[Records from a data source]
------------------------------------
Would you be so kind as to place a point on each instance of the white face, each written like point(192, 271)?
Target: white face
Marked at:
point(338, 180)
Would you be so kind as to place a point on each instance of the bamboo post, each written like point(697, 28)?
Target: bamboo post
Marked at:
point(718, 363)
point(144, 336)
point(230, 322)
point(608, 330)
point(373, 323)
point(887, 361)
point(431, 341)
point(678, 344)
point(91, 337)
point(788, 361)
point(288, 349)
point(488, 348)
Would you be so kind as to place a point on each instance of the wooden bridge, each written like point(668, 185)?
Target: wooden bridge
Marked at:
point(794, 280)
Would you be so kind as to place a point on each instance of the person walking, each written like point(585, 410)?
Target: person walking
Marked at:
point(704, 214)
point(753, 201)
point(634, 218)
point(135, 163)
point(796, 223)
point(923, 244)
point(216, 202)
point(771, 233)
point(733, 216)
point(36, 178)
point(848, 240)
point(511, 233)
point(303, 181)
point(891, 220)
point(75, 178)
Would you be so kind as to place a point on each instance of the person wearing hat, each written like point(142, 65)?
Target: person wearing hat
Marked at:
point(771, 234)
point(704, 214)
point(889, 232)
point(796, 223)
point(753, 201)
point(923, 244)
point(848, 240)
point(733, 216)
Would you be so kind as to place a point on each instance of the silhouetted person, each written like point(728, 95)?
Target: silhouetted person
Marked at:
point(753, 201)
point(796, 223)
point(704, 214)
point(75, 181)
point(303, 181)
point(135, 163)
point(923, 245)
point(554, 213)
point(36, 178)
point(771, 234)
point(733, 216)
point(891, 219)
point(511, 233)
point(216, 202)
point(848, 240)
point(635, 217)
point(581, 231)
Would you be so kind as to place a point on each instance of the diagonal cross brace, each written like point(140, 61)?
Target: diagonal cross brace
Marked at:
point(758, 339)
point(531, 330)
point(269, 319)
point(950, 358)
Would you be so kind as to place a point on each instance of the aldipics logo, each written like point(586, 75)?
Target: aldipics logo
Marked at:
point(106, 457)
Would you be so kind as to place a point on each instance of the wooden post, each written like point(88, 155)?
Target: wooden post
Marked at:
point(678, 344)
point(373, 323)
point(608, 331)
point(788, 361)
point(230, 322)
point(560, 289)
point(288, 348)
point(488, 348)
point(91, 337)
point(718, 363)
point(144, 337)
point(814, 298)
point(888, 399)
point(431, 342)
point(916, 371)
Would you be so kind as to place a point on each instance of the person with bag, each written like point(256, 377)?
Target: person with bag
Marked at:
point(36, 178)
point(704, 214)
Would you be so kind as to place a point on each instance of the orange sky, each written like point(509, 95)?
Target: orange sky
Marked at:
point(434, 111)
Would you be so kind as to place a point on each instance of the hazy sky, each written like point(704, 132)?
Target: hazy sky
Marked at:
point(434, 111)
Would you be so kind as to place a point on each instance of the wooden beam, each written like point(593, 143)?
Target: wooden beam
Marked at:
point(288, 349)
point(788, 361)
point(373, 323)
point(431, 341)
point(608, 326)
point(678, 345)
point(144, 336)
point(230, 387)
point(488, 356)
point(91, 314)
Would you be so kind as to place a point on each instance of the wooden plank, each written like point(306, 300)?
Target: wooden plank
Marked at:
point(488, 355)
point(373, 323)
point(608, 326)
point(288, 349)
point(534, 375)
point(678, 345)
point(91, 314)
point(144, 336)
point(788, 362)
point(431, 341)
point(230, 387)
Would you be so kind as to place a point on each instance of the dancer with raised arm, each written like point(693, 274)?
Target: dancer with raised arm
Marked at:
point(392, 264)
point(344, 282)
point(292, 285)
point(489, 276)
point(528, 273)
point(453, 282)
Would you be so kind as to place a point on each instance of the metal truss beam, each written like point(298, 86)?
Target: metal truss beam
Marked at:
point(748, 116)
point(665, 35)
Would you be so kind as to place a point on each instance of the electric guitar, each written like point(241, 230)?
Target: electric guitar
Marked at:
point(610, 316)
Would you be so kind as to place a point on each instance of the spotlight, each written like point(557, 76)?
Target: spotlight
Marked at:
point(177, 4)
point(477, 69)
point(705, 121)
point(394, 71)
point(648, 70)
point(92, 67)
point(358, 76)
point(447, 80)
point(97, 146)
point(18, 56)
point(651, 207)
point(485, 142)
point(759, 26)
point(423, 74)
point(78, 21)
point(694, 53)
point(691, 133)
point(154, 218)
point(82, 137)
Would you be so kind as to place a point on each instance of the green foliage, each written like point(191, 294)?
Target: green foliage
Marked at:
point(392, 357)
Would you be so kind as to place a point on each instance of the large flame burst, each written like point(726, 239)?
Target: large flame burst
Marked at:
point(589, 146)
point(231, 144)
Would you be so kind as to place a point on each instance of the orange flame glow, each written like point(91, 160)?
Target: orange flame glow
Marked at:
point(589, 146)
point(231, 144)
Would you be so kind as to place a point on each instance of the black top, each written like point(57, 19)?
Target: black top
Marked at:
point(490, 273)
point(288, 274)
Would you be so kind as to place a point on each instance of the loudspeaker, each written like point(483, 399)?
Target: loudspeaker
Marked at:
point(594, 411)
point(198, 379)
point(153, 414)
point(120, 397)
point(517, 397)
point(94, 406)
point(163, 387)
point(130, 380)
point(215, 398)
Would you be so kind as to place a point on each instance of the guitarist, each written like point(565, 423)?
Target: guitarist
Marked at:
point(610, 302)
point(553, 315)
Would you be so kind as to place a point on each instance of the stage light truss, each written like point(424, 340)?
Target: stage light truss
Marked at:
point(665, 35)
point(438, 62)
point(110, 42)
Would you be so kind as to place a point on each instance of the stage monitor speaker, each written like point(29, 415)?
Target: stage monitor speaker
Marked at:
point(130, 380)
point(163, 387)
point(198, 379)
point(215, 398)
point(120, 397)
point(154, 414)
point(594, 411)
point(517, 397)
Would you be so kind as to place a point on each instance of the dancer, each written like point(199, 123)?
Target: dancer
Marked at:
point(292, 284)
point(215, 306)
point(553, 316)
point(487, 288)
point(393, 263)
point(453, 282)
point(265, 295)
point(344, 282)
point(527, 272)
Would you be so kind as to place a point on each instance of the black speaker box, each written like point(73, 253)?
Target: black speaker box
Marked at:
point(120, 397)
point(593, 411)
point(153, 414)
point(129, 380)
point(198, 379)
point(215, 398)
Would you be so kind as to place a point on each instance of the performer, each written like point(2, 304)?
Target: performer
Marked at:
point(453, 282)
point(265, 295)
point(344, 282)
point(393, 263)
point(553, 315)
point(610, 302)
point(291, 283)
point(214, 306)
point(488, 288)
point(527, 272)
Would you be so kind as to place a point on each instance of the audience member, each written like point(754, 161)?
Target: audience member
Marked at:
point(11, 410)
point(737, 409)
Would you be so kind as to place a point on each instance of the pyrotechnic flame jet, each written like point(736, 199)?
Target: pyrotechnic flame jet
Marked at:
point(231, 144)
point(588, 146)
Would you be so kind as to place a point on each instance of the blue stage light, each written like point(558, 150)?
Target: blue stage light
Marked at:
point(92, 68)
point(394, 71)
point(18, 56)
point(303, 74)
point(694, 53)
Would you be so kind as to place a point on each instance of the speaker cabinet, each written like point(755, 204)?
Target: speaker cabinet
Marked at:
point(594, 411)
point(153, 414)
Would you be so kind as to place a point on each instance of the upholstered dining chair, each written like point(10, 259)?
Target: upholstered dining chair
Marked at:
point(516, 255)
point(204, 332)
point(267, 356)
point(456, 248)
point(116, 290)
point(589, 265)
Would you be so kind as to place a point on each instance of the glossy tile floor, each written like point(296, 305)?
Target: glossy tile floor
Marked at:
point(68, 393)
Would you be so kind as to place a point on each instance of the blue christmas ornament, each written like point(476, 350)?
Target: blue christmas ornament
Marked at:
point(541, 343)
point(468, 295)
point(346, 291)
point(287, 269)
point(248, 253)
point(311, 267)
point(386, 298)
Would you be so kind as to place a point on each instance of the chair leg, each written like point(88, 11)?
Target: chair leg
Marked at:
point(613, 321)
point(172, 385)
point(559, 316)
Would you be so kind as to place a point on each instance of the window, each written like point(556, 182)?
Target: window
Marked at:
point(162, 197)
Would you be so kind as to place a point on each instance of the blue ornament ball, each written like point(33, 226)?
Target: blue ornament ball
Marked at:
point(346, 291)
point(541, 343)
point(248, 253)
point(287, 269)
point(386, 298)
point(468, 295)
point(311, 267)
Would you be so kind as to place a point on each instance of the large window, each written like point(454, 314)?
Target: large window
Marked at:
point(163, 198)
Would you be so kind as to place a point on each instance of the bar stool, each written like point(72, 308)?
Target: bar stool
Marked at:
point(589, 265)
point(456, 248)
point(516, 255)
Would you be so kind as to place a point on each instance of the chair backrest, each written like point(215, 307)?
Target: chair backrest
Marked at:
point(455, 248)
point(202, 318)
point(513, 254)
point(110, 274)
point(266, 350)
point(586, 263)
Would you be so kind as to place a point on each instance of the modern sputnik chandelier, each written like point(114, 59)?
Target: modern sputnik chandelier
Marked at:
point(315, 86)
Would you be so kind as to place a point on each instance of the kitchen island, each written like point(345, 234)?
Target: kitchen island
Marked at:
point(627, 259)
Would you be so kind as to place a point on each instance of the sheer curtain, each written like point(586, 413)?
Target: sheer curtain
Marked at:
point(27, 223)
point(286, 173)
------------------------------------
● Written task
Rewrite the stretch of records from the line containing "like point(72, 308)?" through the end of the records as a Markdown table with the columns Row and Line. Put each line in its own numbered row and leave out blank lines.

● Output of the exercise
| Row | Line |
|---|---|
| 1 | Would you be so kind as to place a point on each instance of the bar stool, each written like point(72, 308)? |
| 2 | Target: bar stool |
| 3 | Marked at: |
| 4 | point(589, 265) |
| 5 | point(456, 248) |
| 6 | point(516, 255) |
| 7 | Would you be so kind as to place a point on each instance of the chair backrest, each written like point(215, 307)? |
| 8 | Target: chair backrest |
| 9 | Marked at: |
| 10 | point(455, 248) |
| 11 | point(202, 318) |
| 12 | point(513, 254) |
| 13 | point(110, 274) |
| 14 | point(266, 350) |
| 15 | point(586, 263) |
| 16 | Would you be so kind as to place a point on each instance of the modern sputnik chandelier, each written like point(114, 59)? |
| 17 | Target: modern sputnik chandelier |
| 18 | Marked at: |
| 19 | point(315, 86) |
| 20 | Would you be so kind as to place a point on each instance of the kitchen island, each written like point(345, 234)? |
| 21 | Target: kitchen island |
| 22 | Marked at: |
| 23 | point(627, 259) |
| 24 | Would you be so kind as to place a point on each instance of the sheer curtain, each written like point(586, 413)? |
| 25 | Target: sheer curtain |
| 26 | Marked at: |
| 27 | point(27, 223) |
| 28 | point(286, 173) |